>> START Document section

Tips for a good holiday
"Psychologists and economists have looked in some detail at vacations," Drake Bennett writes for The Boston Globe. "… They have advice about what really matters, and it's not necessarily what we would expect. For example, how long we take off probably counts for less than we think, and in the aggregate, taking more short trips leaves us happier than taking a few long ones. We're often happier planning a trip than actually taking it. And interrupting a vacation - far from being a nuisance - can make us enjoy it more. How a trip ends matters more than how it begins, who you're with matters as much as where you go, and if you want to remember a vacation vividly, do something during it that you've never done before. And though it may feel unnecessary, it's important to force yourself to actually take the time off in the first place - people, it turns out, are as prone to procrastinate when it comes to pleasurable things like vacations as unpleasant ones like paperwork and visits to the dentist."

>> END Document section
>> START Provided records

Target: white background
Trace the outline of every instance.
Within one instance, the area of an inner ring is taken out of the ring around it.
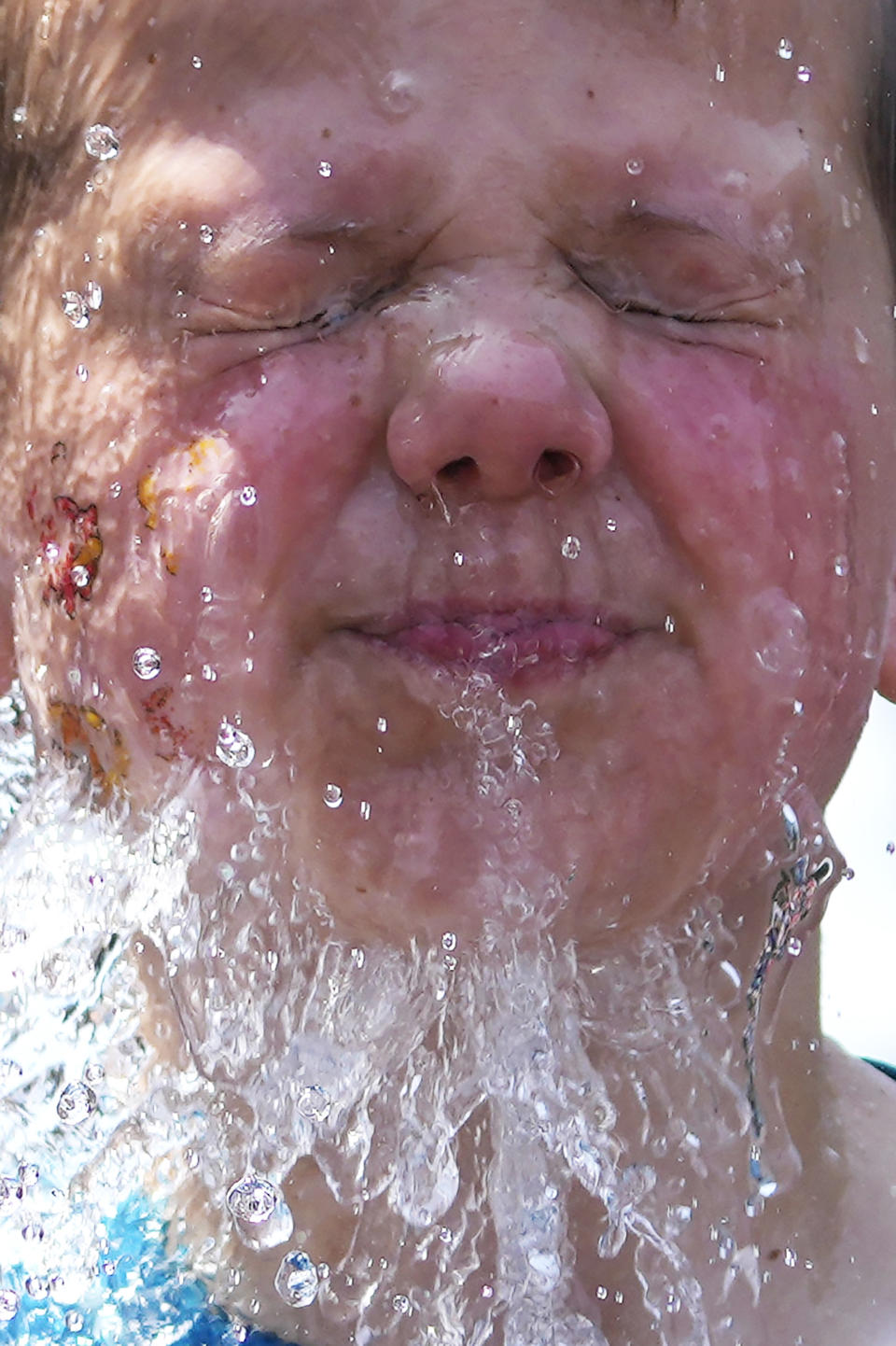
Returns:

>> END Provided records
>> START Provided records

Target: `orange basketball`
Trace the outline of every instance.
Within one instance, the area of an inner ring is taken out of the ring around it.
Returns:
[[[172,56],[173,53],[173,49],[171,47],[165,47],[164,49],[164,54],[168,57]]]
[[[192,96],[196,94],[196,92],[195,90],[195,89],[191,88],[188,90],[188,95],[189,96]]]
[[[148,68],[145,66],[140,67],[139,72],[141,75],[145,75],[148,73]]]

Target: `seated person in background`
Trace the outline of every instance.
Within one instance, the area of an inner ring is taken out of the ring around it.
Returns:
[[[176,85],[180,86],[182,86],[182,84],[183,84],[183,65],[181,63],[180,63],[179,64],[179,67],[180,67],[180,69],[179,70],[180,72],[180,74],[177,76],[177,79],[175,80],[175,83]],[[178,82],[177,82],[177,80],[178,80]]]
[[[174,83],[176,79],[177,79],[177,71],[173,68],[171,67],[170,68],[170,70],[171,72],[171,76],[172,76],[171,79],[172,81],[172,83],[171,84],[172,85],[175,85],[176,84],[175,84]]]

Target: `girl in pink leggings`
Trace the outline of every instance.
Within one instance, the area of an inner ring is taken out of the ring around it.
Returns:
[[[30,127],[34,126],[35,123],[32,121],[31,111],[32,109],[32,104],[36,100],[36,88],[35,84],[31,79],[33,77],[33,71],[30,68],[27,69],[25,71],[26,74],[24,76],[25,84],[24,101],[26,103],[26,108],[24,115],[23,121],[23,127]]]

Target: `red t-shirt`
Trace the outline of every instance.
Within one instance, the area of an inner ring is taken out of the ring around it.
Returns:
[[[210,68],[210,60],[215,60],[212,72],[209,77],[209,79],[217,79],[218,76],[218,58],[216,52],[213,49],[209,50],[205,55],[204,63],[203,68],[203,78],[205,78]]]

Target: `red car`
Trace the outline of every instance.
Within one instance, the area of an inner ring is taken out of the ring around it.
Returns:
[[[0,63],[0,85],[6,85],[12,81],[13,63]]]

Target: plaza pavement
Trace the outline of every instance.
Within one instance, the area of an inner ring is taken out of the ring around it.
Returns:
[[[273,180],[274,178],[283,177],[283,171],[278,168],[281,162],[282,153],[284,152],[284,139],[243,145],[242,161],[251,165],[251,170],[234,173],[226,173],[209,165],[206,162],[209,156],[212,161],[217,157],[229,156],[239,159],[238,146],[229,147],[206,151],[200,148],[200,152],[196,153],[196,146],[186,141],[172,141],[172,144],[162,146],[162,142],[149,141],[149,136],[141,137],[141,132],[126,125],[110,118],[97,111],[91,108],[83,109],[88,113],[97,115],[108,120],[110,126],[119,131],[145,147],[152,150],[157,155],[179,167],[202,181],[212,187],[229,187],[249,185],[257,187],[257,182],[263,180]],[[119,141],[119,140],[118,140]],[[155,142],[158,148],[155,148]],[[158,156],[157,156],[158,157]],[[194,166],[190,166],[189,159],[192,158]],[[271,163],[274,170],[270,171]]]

>> END Provided records
>> START Provided records

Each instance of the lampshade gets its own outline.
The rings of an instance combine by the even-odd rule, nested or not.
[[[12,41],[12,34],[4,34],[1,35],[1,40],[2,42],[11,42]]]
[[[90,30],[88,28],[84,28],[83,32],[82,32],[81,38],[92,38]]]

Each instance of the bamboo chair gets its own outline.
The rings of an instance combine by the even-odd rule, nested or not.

>> END Provided records

= Goals =
(A) From the passage on vacations, list every comparison that uses the word "than," quoting each one briefly.
(B) Extract every line of the records that contains the string "background", treating uppercase and lowercase as distinct.
The vacation passage and the records bear no relation to each other.

= Task solutions =
(A)
- "how long we take off probably counts for less than we think"
- "taking more short trips leaves us happier than taking a few long ones"
- "We're often happier planning a trip than actually taking it"
- "How a trip ends matters more than how it begins"

(B)
Target: white background
Target: `seated person in background`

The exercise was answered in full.